• **What you should do**: Keep only the lines in the listing that contain the word "sign", copying each one in full. Case counts.

• **Provided records**:
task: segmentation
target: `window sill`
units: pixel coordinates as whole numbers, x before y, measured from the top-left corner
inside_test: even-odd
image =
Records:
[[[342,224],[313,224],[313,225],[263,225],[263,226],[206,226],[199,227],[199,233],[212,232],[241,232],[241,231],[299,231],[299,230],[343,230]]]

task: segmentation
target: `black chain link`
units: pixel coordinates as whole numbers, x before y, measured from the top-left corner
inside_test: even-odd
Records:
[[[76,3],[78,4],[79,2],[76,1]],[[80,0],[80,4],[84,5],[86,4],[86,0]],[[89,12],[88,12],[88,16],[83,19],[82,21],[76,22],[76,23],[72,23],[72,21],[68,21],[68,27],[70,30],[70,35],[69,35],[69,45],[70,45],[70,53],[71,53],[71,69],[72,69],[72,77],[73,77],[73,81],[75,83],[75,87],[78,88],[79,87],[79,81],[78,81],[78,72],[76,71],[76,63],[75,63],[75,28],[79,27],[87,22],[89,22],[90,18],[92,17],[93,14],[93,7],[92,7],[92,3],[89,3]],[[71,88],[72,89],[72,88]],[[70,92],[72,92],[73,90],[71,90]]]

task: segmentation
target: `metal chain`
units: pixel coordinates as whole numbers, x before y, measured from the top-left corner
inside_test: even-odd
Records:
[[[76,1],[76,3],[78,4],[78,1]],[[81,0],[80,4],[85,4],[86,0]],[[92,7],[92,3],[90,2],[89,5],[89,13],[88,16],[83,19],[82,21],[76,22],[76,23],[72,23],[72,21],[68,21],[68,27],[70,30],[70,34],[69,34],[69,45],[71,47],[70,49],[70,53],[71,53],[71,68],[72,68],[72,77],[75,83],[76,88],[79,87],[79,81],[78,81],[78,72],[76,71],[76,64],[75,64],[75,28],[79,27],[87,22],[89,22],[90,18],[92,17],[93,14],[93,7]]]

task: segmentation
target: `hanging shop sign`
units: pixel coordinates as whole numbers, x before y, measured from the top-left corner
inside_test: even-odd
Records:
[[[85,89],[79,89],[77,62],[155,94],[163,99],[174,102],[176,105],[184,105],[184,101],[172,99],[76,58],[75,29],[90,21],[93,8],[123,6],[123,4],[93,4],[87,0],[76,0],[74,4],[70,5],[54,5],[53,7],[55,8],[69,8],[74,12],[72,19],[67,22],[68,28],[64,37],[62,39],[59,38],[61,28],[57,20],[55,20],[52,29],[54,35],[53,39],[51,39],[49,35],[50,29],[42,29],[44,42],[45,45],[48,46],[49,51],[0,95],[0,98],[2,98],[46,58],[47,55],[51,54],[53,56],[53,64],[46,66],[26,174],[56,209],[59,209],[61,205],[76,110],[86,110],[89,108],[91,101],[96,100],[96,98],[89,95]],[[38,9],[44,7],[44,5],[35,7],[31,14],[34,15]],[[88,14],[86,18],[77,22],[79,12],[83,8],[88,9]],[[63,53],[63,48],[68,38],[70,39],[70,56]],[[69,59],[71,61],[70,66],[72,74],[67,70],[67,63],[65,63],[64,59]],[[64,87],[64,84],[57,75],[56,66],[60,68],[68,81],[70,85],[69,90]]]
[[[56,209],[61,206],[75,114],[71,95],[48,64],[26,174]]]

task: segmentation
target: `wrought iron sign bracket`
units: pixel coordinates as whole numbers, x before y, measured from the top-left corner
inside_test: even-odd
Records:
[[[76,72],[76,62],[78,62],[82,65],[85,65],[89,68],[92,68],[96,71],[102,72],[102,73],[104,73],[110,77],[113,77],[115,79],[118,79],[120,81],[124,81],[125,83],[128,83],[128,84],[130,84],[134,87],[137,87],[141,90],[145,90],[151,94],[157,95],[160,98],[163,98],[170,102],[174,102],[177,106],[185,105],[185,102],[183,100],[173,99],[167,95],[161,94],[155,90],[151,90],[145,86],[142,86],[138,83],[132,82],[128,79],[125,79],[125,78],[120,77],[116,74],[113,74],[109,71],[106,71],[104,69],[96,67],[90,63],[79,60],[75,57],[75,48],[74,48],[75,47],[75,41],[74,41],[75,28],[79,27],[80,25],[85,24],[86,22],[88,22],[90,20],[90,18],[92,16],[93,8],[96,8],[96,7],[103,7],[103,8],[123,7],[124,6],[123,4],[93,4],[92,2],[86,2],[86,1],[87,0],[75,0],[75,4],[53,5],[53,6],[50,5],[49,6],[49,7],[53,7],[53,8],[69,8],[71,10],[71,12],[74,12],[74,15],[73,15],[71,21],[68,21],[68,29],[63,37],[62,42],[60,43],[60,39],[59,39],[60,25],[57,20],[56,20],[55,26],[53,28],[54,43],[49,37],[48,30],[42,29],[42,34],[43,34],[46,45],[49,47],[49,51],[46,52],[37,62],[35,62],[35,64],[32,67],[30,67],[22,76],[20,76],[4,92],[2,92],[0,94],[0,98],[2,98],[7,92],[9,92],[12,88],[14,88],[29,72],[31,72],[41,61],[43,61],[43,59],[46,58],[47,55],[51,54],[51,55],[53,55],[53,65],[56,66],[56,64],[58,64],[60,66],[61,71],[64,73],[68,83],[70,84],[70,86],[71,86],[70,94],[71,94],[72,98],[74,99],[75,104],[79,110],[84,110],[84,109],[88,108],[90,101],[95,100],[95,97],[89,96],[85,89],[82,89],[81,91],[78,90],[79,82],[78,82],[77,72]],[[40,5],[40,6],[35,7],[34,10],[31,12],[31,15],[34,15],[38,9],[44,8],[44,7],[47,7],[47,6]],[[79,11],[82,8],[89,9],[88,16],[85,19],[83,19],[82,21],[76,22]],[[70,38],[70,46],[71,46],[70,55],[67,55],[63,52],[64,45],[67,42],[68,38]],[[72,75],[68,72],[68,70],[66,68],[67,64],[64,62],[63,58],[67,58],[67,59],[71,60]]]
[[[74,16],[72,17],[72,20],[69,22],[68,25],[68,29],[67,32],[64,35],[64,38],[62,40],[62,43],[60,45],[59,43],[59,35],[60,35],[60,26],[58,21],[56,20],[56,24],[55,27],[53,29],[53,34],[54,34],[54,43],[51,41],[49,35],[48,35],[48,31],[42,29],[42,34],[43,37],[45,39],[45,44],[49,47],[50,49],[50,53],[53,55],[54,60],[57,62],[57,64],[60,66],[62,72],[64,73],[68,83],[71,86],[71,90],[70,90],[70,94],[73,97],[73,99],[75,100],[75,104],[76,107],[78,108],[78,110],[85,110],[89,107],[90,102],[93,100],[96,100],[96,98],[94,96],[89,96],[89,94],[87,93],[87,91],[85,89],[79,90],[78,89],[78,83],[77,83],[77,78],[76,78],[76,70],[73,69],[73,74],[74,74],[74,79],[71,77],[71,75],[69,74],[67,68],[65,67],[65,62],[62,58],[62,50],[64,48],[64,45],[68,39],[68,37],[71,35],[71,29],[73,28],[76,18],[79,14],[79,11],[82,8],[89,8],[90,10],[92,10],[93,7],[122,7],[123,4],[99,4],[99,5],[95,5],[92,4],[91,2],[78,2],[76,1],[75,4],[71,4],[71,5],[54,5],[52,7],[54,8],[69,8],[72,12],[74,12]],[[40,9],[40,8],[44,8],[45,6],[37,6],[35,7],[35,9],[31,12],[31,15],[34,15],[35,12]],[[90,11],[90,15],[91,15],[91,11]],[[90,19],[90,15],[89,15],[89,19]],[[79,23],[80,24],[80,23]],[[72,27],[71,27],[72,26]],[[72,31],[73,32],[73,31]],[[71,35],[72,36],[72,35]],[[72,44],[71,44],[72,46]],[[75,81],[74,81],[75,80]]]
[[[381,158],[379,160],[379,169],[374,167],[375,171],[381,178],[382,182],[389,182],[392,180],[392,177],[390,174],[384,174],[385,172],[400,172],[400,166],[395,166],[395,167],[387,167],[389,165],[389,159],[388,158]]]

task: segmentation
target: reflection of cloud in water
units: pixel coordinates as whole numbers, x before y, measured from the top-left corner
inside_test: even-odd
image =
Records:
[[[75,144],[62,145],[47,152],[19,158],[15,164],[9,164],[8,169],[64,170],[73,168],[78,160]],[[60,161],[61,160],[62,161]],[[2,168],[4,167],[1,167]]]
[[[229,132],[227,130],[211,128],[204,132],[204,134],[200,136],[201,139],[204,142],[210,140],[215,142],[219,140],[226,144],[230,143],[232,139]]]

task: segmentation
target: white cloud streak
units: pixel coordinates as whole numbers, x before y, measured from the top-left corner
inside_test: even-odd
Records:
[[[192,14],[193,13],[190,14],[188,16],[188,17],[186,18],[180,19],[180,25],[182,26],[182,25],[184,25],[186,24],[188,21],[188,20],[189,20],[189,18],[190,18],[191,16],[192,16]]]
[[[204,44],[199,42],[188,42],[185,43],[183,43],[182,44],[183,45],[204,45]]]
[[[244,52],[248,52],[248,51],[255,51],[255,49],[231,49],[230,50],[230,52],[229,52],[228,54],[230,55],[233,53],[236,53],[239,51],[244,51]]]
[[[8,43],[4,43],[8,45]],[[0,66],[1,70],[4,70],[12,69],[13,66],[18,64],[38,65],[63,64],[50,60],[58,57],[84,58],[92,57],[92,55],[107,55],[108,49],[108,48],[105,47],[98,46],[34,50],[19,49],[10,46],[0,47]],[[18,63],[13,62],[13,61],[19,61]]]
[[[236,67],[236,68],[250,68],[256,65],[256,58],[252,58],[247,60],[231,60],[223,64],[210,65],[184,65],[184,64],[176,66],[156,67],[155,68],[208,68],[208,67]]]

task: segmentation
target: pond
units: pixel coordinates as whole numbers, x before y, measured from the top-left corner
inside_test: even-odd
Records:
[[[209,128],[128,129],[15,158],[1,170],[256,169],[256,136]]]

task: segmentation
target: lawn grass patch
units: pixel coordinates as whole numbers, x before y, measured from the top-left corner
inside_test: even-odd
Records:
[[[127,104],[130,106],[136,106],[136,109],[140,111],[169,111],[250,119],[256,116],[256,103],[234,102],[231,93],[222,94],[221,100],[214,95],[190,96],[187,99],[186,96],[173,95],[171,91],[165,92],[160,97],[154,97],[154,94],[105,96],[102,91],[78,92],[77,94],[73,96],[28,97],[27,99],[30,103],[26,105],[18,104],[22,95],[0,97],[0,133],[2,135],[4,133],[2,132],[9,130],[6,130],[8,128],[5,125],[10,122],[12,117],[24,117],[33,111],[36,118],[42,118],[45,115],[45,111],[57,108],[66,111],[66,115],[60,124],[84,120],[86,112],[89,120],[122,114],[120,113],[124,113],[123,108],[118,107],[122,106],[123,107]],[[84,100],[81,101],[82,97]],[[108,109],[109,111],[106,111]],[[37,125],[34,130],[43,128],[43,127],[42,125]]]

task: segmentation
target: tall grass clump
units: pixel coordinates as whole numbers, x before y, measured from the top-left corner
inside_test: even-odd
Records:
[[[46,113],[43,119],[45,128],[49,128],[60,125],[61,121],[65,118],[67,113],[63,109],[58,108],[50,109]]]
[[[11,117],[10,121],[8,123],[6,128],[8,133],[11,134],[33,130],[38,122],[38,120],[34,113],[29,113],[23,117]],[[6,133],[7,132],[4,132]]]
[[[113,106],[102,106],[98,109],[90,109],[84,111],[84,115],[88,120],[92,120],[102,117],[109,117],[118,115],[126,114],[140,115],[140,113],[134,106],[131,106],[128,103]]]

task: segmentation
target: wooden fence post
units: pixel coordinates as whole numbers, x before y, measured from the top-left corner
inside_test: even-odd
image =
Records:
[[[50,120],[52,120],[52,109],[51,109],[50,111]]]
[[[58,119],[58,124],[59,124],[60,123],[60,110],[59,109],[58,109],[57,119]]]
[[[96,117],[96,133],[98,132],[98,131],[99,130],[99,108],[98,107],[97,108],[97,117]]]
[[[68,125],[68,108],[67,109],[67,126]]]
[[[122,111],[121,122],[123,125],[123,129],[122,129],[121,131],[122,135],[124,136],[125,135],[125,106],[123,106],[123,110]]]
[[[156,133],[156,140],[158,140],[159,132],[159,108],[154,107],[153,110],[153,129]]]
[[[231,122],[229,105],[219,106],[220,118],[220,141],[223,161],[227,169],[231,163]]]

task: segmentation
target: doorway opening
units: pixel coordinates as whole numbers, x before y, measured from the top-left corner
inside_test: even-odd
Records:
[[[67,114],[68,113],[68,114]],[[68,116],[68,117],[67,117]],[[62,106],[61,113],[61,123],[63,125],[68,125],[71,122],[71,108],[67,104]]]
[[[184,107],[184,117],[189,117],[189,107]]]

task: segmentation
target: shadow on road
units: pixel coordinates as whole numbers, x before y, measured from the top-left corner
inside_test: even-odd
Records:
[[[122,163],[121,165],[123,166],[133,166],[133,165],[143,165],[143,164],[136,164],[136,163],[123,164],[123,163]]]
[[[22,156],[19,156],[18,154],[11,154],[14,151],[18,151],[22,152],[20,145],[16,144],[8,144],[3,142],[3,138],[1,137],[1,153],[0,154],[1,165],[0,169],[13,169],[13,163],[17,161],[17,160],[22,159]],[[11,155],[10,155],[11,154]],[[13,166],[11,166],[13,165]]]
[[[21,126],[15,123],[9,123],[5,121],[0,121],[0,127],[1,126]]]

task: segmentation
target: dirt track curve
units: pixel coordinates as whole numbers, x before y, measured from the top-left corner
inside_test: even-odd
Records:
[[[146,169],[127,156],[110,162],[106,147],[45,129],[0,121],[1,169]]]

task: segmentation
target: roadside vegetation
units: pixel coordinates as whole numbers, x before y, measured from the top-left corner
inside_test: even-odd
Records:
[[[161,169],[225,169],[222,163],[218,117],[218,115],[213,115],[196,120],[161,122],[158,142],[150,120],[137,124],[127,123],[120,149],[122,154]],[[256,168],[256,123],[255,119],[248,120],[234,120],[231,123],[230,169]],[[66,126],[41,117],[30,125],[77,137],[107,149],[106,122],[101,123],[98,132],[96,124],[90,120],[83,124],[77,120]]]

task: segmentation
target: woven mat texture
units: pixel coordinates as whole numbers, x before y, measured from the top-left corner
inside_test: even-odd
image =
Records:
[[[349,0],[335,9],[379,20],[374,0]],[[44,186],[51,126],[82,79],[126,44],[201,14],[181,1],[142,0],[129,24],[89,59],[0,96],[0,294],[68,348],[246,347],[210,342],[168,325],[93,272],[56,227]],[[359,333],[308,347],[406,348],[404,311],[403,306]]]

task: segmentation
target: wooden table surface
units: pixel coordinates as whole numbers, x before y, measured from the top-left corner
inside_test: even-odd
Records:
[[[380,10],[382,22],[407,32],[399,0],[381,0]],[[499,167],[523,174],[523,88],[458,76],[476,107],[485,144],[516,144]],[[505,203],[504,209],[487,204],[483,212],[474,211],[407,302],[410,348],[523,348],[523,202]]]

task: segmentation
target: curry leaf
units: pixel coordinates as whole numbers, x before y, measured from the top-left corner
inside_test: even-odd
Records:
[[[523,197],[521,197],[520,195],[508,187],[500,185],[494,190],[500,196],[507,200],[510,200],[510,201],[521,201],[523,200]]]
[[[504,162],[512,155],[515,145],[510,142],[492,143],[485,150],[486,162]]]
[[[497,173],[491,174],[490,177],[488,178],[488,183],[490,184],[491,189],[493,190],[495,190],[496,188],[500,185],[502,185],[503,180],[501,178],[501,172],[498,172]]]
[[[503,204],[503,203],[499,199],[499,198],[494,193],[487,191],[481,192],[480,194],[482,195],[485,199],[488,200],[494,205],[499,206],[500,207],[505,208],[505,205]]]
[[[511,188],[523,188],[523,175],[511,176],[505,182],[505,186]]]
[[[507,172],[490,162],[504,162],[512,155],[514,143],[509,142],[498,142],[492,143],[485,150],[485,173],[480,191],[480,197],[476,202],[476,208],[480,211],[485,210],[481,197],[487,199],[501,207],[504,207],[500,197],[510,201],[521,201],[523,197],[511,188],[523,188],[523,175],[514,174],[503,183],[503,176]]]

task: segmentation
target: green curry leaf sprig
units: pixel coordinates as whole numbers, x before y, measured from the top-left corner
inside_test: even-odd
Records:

• **Answer to the problem**:
target: `hanging shop sign`
target: `wrought iron sign bracket`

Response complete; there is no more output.